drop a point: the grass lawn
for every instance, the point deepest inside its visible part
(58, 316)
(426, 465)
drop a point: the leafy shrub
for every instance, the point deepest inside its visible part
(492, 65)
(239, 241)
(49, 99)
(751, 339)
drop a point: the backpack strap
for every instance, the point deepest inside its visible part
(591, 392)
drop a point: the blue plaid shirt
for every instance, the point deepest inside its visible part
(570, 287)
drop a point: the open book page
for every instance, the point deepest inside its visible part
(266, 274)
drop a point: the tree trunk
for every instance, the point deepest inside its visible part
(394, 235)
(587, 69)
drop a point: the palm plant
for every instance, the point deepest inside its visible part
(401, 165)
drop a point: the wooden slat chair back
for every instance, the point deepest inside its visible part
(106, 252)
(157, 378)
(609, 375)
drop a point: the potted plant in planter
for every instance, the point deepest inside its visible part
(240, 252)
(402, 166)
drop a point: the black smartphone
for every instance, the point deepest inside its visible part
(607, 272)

◇ ◇ ◇

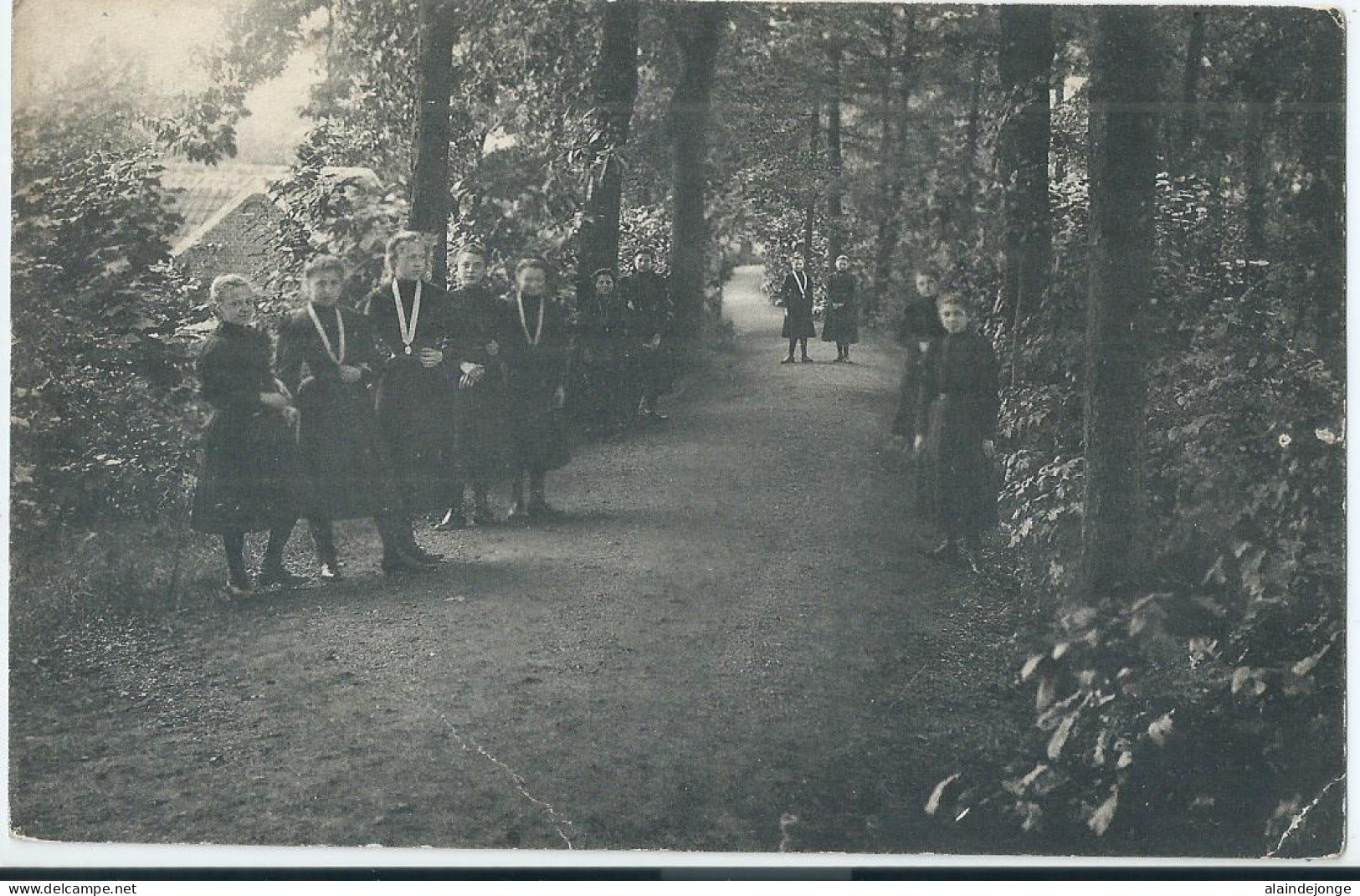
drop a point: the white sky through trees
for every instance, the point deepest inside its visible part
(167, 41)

◇ ◇ ◇

*The request*. Report every line in the records that contains the word "plant", copying each such line in full.

*Right answer*.
drop a point: the palm plant
drop a point: the potted plant in planter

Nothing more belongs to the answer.